#### [TEXT UNDER STUDY]
╔══
Going in for your first massage can be a little bit disconcerting if you aren't sure what to expect. You may have some preconceived notions about what the experience will be like. It's important to understand that massage clinics vary greatly, from those that are candle lit and spa-like to those that are a more sterile medical setting. The following guide can answer some of your questions so that you can get the most out of your first massage.
Is there anything that you should tell the massage therapist ahead of time?
Most massages will begin with a short chat where you will go over your lifestyle, needs, and any contraindications to massage. Tell the therapist where you are feeling soreness or stiffness, along with any activities you do. This can include sports, exercise, daily job duties, or even if you spend most of your day hunched over a computer. Finally, let the massage therapist know of any conditions that could be contraindicative to massage. If you have a current injury, arthritis, or are pregnant, for example, the therapist will need to adjust their massage style around these conditions.
Will you have to get naked for the massage?
Generally, no. You only need to take off the amount of clothing in which you feel comfortable, and you are given privacy as you undress. Common expectations are to strip down to your underclothing. You will be given a privacy sheet to cover your body on the table, and the therapist will only move the sheet as needed to reveal the part of the body they are working on.
What kind of oil does the therapist use?
Types of massage oils and lotions vary, depending on the preferences of the therapist. Some therapists may provide a choice of oils or scents to choose from. If you are scent-sensitive or have any allergies to common ingredients found in lotions or oils, let the therapist know ahead of time. They will find a hypoallergenic version to use on you, or they may recommend a chair massage, which doesn't use oil.
Do you have to do anything during massage?
Your main job is to lay down and to breath normally. The massage therapist will give you some instructions, such as when to turn over or when to move a limb. The massage therapist should be doing most of the work, but you do want to make sure you are working with them. This means that if the therapist lifts your arm to position it, don't stiffen your muscles so that the arm is hard to move.
╚══
#### [DATA FOR REVIEW]
╔══
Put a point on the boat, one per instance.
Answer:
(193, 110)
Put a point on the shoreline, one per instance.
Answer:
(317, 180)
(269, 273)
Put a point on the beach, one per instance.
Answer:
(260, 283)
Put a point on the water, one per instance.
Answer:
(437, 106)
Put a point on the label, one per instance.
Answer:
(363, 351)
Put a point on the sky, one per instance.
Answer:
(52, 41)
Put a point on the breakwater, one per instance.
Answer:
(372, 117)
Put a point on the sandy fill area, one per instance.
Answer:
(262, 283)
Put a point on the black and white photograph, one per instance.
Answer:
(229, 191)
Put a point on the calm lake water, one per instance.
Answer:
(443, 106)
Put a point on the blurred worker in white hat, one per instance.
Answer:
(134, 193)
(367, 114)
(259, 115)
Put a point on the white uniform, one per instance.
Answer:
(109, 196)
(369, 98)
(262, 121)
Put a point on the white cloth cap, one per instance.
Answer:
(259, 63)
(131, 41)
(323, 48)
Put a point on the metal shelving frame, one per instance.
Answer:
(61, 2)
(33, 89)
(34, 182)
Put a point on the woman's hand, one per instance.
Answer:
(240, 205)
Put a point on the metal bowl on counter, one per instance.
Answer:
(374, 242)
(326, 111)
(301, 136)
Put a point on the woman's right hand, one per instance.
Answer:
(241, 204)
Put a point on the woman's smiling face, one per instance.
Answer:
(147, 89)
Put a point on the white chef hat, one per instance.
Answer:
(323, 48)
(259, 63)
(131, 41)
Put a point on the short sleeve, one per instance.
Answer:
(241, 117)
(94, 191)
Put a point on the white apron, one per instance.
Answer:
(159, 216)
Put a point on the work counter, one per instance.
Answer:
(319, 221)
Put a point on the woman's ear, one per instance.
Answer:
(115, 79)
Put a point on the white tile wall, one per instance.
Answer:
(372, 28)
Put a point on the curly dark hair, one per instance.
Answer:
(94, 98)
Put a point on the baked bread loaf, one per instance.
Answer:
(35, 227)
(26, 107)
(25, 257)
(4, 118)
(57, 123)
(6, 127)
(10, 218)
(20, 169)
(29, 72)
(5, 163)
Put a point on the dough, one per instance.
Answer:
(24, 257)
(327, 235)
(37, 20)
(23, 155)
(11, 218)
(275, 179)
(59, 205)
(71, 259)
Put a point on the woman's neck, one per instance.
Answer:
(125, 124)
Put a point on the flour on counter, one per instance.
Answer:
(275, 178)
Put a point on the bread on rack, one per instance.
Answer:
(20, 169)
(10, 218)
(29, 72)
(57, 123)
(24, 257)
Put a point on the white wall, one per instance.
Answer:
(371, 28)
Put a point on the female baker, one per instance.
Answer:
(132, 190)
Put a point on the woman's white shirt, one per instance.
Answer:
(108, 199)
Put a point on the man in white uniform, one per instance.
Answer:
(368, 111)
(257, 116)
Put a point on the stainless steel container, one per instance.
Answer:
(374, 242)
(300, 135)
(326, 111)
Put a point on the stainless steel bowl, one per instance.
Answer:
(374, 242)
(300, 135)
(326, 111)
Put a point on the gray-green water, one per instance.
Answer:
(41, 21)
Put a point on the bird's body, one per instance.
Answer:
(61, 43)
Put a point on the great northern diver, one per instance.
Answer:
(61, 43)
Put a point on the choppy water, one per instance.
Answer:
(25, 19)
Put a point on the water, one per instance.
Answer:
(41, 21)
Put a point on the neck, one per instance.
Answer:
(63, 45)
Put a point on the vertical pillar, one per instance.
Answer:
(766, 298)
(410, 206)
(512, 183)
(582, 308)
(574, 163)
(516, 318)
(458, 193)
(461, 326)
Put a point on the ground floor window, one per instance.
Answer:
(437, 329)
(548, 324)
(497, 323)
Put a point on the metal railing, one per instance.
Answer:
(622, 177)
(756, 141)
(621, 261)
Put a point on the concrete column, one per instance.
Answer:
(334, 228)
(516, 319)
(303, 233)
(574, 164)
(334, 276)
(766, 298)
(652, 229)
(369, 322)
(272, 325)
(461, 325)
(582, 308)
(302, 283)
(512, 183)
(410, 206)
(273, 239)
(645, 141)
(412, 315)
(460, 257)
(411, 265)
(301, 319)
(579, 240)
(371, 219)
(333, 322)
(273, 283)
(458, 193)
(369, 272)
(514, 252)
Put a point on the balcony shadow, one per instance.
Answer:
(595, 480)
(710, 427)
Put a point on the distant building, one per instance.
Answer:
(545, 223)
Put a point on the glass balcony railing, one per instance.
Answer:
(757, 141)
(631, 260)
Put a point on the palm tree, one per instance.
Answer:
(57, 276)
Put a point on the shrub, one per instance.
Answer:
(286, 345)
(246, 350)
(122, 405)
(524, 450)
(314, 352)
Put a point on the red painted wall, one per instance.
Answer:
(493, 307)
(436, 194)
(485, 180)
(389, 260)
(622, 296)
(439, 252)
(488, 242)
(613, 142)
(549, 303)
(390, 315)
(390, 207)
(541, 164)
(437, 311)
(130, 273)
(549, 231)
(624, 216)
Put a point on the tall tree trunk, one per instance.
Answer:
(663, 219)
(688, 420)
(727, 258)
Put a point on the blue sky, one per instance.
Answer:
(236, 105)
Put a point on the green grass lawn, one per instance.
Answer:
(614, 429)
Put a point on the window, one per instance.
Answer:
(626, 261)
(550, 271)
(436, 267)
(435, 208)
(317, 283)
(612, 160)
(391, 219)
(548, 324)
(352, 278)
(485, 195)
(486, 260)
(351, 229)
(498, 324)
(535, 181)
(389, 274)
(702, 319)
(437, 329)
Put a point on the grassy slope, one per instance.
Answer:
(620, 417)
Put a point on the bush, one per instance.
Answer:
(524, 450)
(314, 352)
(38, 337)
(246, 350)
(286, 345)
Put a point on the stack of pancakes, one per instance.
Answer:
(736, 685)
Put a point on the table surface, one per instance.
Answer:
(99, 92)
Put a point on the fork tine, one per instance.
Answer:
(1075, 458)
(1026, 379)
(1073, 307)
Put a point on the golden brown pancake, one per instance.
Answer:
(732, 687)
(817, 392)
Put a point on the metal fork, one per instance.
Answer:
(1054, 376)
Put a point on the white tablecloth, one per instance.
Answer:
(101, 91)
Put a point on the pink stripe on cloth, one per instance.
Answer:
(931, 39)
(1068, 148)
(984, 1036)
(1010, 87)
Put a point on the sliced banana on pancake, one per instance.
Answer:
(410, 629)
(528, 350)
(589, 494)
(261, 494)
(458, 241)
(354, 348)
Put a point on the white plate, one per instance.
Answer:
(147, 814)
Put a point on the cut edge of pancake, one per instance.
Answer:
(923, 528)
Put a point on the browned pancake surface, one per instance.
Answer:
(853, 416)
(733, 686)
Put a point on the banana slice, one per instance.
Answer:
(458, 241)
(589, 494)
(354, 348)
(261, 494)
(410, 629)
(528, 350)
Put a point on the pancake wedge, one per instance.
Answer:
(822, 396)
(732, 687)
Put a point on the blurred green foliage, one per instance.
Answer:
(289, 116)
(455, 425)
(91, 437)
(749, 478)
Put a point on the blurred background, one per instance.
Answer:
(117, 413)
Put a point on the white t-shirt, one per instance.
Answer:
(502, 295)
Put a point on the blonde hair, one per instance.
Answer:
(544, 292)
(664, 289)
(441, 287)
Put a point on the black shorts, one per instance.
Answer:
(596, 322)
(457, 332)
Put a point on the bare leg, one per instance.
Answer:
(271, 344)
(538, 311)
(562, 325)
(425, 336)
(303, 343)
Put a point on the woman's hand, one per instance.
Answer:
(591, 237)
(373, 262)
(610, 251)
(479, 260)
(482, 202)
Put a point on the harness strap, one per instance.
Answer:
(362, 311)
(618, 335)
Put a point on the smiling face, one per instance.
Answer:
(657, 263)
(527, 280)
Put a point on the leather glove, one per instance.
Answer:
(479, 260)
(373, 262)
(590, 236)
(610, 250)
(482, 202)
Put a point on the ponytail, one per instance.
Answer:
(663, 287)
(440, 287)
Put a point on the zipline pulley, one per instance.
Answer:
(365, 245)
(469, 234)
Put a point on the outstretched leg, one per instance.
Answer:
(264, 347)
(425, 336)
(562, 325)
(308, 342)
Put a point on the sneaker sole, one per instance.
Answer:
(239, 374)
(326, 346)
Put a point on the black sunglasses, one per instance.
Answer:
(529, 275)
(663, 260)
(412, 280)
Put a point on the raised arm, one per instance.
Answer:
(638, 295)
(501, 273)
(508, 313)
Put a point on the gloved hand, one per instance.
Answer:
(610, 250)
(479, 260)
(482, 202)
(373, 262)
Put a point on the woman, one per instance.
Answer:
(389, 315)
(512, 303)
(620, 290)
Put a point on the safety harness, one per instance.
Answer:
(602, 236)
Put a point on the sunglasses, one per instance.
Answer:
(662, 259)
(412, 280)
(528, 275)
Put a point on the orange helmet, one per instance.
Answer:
╚══
#### [WHAT YOU ARE ASKED TO DO]
Please rewrite the first-massage guide from "What kind of" to "hard to move.", putting "massage practitioner" in place of "massage therapist".

#### [YOUR RESPONSE]
What kind of oil does the therapist use?
Types of massage oils and lotions vary, depending on the preferences of the therapist. Some therapists may provide a choice of oils or scents to choose from. If you are scent-sensitive or have any allergies to common ingredients found in lotions or oils, let the therapist know ahead of time. They will find a hypoallergenic version to use on you, or they may recommend a chair massage, which doesn't use oil.
Do you have to do anything during massage?
Your main job is to lay down and to breath normally. The massage practitioner will give you some instructions, such as when to turn over or when to move a limb. The massage practitioner should be doing most of the work, but you do want to make sure you are working with them. This means that if the therapist lifts your arm to position it, don't stiffen your muscles so that the arm is hard to move.